An exact copy of the lines from the one containing "of the green" to the end of the records below is required, and nothing else.

Records from a data source
* * *

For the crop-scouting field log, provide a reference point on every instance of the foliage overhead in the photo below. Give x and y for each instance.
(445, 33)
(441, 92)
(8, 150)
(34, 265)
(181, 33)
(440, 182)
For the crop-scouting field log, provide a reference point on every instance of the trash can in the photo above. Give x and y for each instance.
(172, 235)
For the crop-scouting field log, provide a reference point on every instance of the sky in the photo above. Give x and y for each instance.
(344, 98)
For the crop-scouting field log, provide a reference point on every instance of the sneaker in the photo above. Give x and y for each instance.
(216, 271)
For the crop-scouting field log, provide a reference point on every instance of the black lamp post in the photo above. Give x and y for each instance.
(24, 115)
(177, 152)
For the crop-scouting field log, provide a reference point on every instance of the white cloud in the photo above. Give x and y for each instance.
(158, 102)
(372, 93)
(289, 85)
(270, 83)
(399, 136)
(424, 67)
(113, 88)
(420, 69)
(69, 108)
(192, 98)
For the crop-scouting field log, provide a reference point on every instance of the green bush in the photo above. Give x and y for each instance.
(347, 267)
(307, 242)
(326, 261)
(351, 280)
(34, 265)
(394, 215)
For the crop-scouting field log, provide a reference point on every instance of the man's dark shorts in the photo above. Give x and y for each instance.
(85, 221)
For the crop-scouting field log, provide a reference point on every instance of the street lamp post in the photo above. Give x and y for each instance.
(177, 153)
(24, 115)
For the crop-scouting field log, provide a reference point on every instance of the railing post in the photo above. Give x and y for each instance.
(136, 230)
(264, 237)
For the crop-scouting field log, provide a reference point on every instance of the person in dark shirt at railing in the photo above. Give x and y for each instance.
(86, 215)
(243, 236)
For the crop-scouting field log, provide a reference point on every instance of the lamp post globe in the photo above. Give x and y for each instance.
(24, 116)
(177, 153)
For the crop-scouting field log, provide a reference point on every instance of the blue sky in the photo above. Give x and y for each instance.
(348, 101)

* * *

**REPLY TO THE TASK:**
For the crop-scouting field log, provide a reference point on every instance of the green bush in the photo above. Give x and y for each instance.
(347, 267)
(307, 242)
(326, 261)
(351, 280)
(34, 265)
(394, 215)
For the crop-scouting field log, provide a reference point on every instance of the man's dark shorts in the photo above. Give x and y for each instance.
(85, 221)
For the crop-scouting field log, provide a reference point on every instance of the street lamp post in the photo above. Give x and y for each instance.
(177, 153)
(24, 115)
For the crop-scouting field log, provide a reference point on every instance of the railing post in the photo above. Give x and y for each instance.
(136, 230)
(264, 237)
For the crop-scouting field log, provide a reference point on every instance of the person in dark shirt at railing in the photo above. Give x and y for each instance.
(86, 215)
(243, 236)
For the crop-scouting field log, provide a reference point on every instance of the lamp post globe in the photo above. Give x and y for each instance.
(24, 116)
(177, 153)
For the crop-scouting field log, provide a reference point on every instance of the blue sky in the photo above. Give x and y for each instance.
(348, 101)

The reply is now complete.